===== 抜粋
13.「アンソロジー楽譜の楽しみ」 その4
〜女性作曲家による連弾曲集〜
 来る8月6日(月)〜10日(金)まで,
杉並公会堂小ホール
「女性作曲家音楽祭2007」*1)
が予定されている。

8日,9日には「ピアノ曲マラソン・コンサート」として,
両日とも午前,午後,そして夜の3公演のコンサートが行われ,
パンフレットを見ると,数多くのピアノ独奏曲に混じって,
シャミナード(8日はちょうど生誕150年目の誕生日に当たる)の連弾曲と,
ポーランドのマリア・シマノフスカの「3手のためのワルツ集」
といった作品も含まれている。

これを見て,もう2年近く前になるが,
2005年9月30日国立音楽大学講堂小ホールで行われた
「ピアニスト=コンポーザーとしての女性たち〜そのデュオ作品をめぐって〜」*2)
と題された,国籍も時代もさまざまな女性作曲家たちによる
ピアノ・デュオ作品の演奏会を思い出した。

このコンサートでは
第一部がマリー・ジャエルエイミー・ビーチ
マーガレット・ガーウッドの連弾作品が,
第二部はシャミナードタイユフェール
ジョーン・トリンブルの2台ピアノ作品が演奏された。

その第一部の「ネタ本」となった楽譜が,
ヒルデガルト(Hildegard)社刊のアンソロジー*3)
である。

タイトルは
“Music for Piano Four−hands by 〜”*3) 
となっており,
上記の3人の他に,18世紀中頃に生まれたとされる
イギリスのジェーン・サヴェジ,フェーリクスの姉の
メンデルスゾーン=ヘンゼルの名が記され,
計5人の女性作曲家の連弾作品が収録されている。

史上初の女性作曲家とも言われ,
神秘的な預言者にして聖職者でもあった
ヒルデガルト・フォン・ビンゲン(1098〜1179)の名を冠したこの出版社は
アメリカのペンシルバニア州にあって,
女性作曲家による作品を出版している。
シマノフスカの「3手のためのワルツ集」もここから出版されており,
そのサロン風の澄んだ響きを味わうこともできる。

確かにシャミナードシマノフスカの作品には
「繊細で優美」なものもあるものの,
今日,「女性作曲家の作品=繊細で優美」といった
固定観念に囚われている人はいないだろう。

このアンソロジーに収録されているジャエル(1846〜1925)
==========
▶ 指示 1:
女性作曲家の連弾曲集に関する抜粋をもとに、次の問いに答えよ。
(a) 「女性作曲家音楽祭2007」の開催期間と会場はどこか。
(b) ヒルデガルト社はどこにあるか。
(c) 「ピアニスト=コンポーザーとしての女性たち〜そのデュオ作品をめぐって〜」はいつ、どこで行われたか。
▶ 指示 2: 女性作曲家の連弾曲集に関する抜粋で、ヒルデガルト社刊のアンソロジーに連弾作品が収録されている女性作曲家を、すべて挙げよ。
▶ 指示 3: 女性作曲家の連弾曲集に関する抜粋の続きを書け。
===== 所与のエントリ
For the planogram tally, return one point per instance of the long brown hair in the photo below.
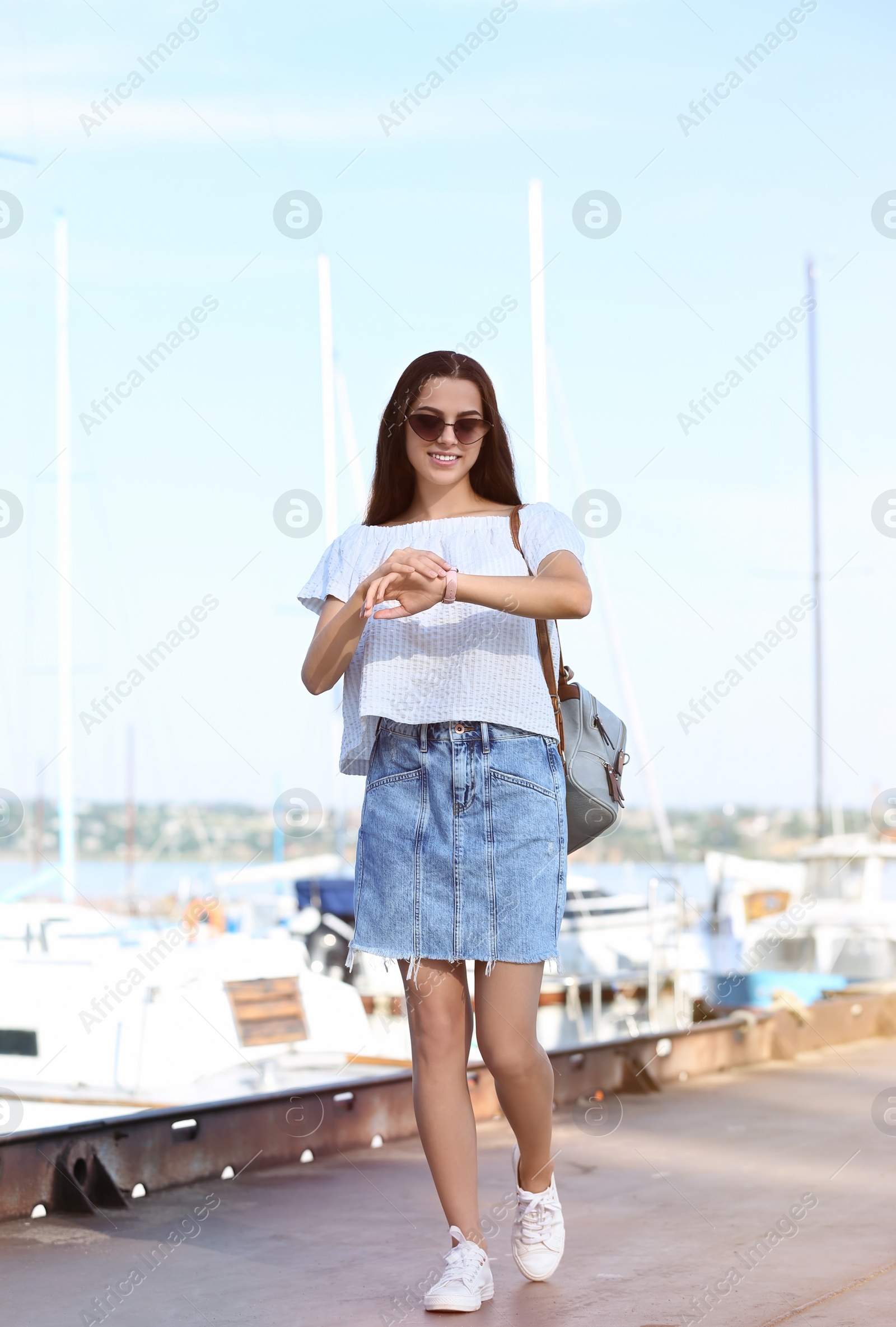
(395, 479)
==========
===== 所与のエントリ
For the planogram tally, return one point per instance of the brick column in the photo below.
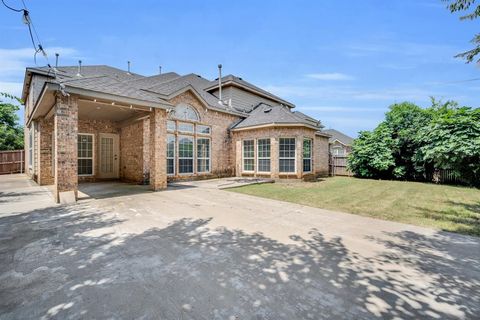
==========
▶ 解答 1:
(a) 8月6日(月)〜10日(金)、杉並公会堂小ホール
(b) アメリカのペンシルバニア州
(c) 2005年9月30日、国立音楽大学講堂小ホール

▶ 解答 2:
マリー・ジャエル
エイミー・ビーチ
マーガレット・ガーウッド
ジェーン・サヴェジ
メンデルスゾーン=ヘンゼル

▶ 解答 3:
「5つのワルツ」(全13曲の作品8から5曲を収録)の中には,
驚くほど濃厚なロマンと強力な推進力に満ちた作品もあり,
作品の雰囲気だけから作曲家の性別を当てることなど,
私には到底無理である。

それはそうと,このアンソロジーには
ビーチ(1867〜1944)「夏の夢」(Summer Dreams)も収録されている。
全6曲ともそれほど難しくない上,典型的なロマン派の小品群はとても親しみやすく,
季節に合わせて弾いてみるのも一興であろう。

もっともこの作品だけが目当てなら,
Kjos(ジョス)社刊*4)の楽譜にはスコア形式という利点がある。

実は,この欄の筆者の原稿,文章にはなんの強調も飾りもなく,
初回から文章レイアウトや本文中のリンク等は,
すべて豊岡氏のお世話になっている。

以前,この欄でMcGraw(マグロー)氏の手によるアンソロジー
“Four Centuries of Piano Duet Music”
(Boston Music Company 社刊)
が,カタログから消えてしまったと書いた*5)
が,
リンクをたどると “seetmusicplus.com*6)
全4巻とも在庫があることが分かった。
すぐに「ダメもと」で持っていない第1巻を注文したら,
なんと7月中旬に「発送した」というメールが届いた。

今まで,「連弾用」を注文したのに送られて釆たのが「ソロ用」だったり,
2台ピアノ作品でI・IIが分冊の楽譜が片方しかなかったりといった,
実に「苦い」経験がたくさんあるため,
現物を確かめるまでは喜べないが,
無事に入手できたら,どんな作品が収録されているのか,
ここにご紹介したい。

それにしても,
筆者が誤ってボストン・ミュージック社のサイトと思い込んでいたのは,
いったいどこだったのであろうか?



【2007年7月22日入稿】

【参考情報】
*1) 「女性作曲家音楽祭2007」の詳細については こちら。
*2) 「ピアニスト=コンポーザーとしての女性たち〜そのデュオ作品をめぐって〜」の詳細については こちら。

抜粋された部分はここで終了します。